**DOCUMENT PASSAGE**:
__________________________________________________

We’ll file this story in the ‘it’s easier to know what you should do, than to do what you should do’ case studies folder. After a very successful trip to Wharton for their visit day, I’ve been sitting on about $170 of expenses that I can get reimbursed. Clearly I went home and mailed the forms within a week of my visit, right? Totally wrong. I was supposed to submit the form within 30 days of the visit, and it's now exactly 29 days past. I just mailed the damn reimbursement. Frankly, I think this is a pretty good illustration of how our brains code gains and losses.
So, $170 is enough money that even if forms are a pain to fill out and take 20 minutes, I would effectively be making $360/hour by filling them out. So it's not a miniscule or insignificant amount. On the surface, I'm owed $170, but in reality it feels pretty different from a situation where, say, a friend borrowed 170 bucks from me. I've already paid for the Amtrak tickets and meals during the visit, so it's a choice about whether I want to earn $170 through 20 minutes of work, or not. It's largely accepted that most humans code gains and losses differently -- as great as winning $100 is, losing $100 feels way worse in magnitude than the greatness of winning that same amount feels. So whereas getting reimbursed is the choice between losing $170 and losing nothing, it truly feels like I'm choosing between gaining nothing and gaining $170.
Damn you brain, your framing makes me even more lazy than usual! The framing example below is one of my favorites (take a look and see if your brain falls for the framing):
Imagine that the U.S. is preparing for the outbreak of an unusual Asian disease, which is expected to kill 600 people. Two alternative programs to combat the disease have been proposed. Assume the exact scientific estimate of the consequences of the programs are as follows
Which of these two scenarios would you pick?
- Program A: "200 people will be saved"
- Program B: "there is a one-third probability that 600 people will be saved, and a two-thirds probability that no people will be saved
- Program C: "400 people will die"
- Program D: "there is a one-third probability that nobody will die, and a two-third probability that 600 people will die"

__________________________________________________

**INFORMATION**:
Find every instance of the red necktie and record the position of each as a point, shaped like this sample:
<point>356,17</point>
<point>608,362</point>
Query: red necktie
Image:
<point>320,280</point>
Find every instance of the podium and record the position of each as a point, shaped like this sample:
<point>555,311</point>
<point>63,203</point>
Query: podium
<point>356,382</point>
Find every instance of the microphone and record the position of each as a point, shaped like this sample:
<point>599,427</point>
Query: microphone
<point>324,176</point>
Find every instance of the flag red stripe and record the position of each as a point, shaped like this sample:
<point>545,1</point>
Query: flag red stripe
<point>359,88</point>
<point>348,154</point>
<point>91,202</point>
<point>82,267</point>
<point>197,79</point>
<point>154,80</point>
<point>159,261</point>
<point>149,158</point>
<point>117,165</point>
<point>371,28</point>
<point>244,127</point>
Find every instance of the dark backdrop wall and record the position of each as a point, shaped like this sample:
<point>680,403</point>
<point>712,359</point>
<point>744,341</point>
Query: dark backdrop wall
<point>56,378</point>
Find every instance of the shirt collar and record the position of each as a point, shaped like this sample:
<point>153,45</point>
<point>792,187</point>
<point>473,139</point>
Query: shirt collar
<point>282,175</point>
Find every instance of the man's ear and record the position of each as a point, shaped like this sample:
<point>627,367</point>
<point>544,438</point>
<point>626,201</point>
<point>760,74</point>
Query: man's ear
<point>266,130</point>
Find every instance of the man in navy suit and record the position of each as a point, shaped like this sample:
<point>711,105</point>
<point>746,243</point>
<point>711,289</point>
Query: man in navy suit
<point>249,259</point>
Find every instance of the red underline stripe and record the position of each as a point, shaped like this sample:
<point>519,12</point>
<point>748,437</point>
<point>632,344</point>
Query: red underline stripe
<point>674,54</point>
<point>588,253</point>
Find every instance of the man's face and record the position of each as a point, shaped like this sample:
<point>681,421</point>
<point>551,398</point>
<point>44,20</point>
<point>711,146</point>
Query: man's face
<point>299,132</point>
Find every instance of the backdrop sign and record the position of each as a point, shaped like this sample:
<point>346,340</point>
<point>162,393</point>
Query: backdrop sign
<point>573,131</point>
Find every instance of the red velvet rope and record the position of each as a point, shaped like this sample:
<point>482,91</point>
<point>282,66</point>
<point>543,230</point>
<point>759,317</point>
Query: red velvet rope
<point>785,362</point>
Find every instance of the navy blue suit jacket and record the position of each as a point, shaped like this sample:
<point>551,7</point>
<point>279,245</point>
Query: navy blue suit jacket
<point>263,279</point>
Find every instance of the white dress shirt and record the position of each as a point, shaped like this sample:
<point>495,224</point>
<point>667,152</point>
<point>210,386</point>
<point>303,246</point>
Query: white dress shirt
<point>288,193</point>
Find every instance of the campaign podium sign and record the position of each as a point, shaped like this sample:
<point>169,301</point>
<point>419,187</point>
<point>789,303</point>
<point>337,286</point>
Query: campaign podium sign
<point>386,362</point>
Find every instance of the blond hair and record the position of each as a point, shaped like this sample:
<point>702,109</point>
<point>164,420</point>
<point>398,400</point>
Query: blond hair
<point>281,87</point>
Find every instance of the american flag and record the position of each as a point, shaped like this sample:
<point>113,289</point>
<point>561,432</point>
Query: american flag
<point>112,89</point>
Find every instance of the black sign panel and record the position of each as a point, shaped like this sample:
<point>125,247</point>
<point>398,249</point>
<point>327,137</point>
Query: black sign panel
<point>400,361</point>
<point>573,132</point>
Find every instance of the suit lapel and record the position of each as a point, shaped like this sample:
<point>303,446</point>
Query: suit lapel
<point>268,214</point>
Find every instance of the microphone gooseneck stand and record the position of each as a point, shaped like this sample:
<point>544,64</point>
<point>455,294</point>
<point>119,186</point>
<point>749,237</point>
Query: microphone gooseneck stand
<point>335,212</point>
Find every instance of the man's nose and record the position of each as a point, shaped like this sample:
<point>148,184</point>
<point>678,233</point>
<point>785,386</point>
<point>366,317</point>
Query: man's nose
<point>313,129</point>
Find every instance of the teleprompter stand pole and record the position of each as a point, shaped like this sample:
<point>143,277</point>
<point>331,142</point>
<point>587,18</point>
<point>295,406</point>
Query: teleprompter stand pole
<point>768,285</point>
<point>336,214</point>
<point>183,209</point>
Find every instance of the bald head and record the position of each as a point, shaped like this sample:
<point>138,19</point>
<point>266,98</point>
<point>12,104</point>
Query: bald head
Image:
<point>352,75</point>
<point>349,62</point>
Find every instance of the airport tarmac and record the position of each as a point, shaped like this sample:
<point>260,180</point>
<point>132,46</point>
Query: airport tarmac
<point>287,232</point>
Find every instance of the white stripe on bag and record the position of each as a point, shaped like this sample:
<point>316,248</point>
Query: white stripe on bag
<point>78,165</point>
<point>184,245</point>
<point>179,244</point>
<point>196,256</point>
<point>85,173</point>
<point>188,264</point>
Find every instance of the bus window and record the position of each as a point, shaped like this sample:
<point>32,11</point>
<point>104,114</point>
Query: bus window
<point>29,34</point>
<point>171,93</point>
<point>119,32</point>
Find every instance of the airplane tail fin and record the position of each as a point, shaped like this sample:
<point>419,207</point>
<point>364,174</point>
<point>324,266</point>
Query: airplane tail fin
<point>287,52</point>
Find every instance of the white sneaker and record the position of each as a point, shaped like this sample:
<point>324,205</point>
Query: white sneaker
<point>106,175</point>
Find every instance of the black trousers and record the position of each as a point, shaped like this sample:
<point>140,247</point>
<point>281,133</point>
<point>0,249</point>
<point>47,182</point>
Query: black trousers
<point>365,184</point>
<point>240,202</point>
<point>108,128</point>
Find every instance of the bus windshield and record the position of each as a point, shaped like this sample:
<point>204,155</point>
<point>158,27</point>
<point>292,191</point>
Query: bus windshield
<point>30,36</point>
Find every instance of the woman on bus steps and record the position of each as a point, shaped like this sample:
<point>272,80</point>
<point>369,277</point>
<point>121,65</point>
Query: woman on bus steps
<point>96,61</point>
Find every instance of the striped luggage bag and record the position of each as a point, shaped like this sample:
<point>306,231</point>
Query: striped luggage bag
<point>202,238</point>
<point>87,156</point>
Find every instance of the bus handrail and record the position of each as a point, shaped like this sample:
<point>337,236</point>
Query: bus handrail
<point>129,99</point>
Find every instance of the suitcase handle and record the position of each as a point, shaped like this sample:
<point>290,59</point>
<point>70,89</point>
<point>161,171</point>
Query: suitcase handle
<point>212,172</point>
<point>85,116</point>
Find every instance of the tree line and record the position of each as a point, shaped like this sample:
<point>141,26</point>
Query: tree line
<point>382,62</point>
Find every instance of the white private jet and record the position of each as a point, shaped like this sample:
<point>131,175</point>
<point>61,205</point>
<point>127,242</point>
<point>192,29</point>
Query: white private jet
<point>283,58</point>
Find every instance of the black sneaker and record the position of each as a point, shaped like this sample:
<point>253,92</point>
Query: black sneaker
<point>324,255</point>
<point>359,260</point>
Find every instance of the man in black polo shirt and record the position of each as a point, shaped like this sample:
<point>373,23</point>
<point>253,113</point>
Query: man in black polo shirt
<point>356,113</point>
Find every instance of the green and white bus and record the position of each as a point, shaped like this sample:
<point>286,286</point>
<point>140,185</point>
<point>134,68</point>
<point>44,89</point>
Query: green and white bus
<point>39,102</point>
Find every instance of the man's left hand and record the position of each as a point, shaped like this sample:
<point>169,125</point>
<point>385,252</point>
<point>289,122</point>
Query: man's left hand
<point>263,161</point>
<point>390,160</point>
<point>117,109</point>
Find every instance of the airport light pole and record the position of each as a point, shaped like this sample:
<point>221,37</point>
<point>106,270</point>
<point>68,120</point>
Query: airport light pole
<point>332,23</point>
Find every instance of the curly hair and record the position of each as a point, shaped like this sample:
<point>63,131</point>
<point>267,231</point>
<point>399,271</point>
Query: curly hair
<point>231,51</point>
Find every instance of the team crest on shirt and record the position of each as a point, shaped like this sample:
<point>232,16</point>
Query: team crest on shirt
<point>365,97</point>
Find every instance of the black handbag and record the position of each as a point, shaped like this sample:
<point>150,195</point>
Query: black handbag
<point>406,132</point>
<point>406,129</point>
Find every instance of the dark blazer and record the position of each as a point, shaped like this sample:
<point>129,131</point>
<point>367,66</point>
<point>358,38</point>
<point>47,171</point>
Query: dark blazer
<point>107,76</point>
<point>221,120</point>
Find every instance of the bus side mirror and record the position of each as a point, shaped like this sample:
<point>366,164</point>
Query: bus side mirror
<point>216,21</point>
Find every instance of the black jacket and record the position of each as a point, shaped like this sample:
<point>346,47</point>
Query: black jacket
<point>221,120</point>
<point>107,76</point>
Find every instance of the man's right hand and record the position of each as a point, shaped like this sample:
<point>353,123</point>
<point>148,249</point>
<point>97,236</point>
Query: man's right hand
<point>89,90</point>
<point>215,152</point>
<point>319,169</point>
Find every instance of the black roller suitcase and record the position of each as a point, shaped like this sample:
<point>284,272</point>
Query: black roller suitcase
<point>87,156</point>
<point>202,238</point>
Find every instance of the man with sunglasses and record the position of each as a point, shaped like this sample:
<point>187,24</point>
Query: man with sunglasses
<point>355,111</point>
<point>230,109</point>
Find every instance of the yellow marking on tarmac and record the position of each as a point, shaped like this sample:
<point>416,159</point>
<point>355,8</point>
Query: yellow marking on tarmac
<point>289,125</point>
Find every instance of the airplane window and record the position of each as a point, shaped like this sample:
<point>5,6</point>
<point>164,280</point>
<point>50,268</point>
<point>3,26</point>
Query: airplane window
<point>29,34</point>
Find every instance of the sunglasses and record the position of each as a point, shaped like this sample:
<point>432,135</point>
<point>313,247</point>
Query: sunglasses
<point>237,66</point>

__________________________________________________

**REQUIREMENT**: Can you resume the post about the late reimbursement and how the brain frames gains and losses, picking up right after its final line?

**ANSWER FOR THIS EXERCISE**:
I also want to add a quick update on my cellular situation: when we last saw our intrepid hero (me!) I had switched to a Verizon MVNO -- essentially a company that sells access to Verizon's data and wireless at wholesale prices. (You can see more in my original post: http://www.iamdinarik.blogspot.com/2013/03/fighting-good-fight-cell-phone-contracts.html)
Well, I've happily settled on a slightly more expensive plan ($30/month, no contract) that gives me 1200 minutes, 3000 texts, and 250 MBs of data. The text & minute limits are rad -- I can't see myself ever going over them (provided I don't suddenly become super popular, but I think I'm safe from that). I've found that for me, 250 MBs for data is plenty -- I spend a lot of time at home where I can use wifi, or in public places with free wifi, and checking email and facebook whenever I'm not in one of those places, or using my googlemaps app to map out a walk whenever I want, is so far taking up less data than I have. Hooray! My early termination bill from Verizon was definitely painful, but my phone and I are now very happy. As a bonus, I've found that the act of having to push the 'turn on cellular data' button is enough to keep me from mindlessly and obsessively checking facebook 15+ times a day on my phone. Now I check less than 10 times a day ... usually. ;)
How crazy is framing? Have you ever turned down free money and not filed an expense report (I'll plead the 5th)? As always, if you have any questions about escaping an expensive phone plan, I'm happy to help if I can!